**Short task:**
Please pick out each line of the items below that contains the word "analyze" and copy those lines.

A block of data
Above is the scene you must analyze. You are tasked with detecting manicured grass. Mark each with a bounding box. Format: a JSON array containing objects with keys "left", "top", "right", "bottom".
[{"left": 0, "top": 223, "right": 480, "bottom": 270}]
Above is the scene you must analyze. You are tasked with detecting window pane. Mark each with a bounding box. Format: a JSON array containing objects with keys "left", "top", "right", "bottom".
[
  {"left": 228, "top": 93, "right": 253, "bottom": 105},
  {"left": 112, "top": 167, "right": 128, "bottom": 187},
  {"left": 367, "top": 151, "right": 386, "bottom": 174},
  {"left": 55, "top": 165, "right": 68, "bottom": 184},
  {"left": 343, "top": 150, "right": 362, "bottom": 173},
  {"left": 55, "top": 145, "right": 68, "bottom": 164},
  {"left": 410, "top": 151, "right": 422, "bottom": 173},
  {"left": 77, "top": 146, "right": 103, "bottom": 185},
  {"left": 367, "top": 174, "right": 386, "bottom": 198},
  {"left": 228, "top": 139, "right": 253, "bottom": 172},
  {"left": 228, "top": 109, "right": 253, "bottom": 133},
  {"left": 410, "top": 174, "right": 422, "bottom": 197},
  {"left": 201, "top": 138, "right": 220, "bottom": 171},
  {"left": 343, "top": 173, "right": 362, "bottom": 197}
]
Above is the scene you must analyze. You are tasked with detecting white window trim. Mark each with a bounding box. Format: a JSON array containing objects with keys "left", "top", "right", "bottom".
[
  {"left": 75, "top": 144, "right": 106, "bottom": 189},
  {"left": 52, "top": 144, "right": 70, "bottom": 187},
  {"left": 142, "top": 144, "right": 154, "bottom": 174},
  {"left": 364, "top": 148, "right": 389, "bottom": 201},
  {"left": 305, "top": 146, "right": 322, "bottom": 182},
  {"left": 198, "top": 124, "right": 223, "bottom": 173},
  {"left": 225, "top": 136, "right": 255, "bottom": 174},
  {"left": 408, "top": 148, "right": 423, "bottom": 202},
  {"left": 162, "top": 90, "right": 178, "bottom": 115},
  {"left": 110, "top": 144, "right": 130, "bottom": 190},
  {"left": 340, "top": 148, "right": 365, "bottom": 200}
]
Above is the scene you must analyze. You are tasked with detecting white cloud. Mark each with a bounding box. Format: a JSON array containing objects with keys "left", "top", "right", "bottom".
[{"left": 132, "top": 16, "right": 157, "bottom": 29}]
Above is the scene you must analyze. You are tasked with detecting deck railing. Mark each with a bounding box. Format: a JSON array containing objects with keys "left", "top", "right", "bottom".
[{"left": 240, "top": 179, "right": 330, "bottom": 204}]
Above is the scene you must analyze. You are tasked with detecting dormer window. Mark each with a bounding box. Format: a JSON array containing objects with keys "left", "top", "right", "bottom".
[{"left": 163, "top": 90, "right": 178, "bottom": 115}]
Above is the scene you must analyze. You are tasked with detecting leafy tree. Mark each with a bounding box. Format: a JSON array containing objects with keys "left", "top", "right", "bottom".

**Task solution:**
Above is the scene you must analyze. You are tasked with detecting manicured grass. Mark each with a bounding box. Format: a JSON array containing objects with keys "left", "top", "right", "bottom".
Above is the scene you must analyze. You are tasked with detecting window pane. Mark each with a bounding box. Format: a JSON array containing objects with keys "left", "top", "right", "bottom".
Above is the scene you must analyze. You are tasked with detecting white window trim. Mark each with a bounding box. Format: a JSON array containing objects with keys "left", "top", "right", "bottom".
Above is the scene you must analyze. You are tasked with detecting white cloud. Mark each with a bounding box. Format: a JSON array containing objects with keys "left", "top", "right", "bottom".
Above is the scene you must analyze. You are tasked with detecting deck railing. Mark each with a bounding box. Format: a JSON array containing objects with keys "left", "top", "right", "bottom".
Above is the scene you must analyze. You are tasked with detecting dormer window. Mark each with a bounding box. Format: a JSON array containing objects with keys "left", "top", "right", "bottom".
Above is the scene you must analyze. You are tasked with detecting leafy tree. Mark each with a bounding box. Format: a JSON array containing objects with keys "left", "top", "right", "bottom".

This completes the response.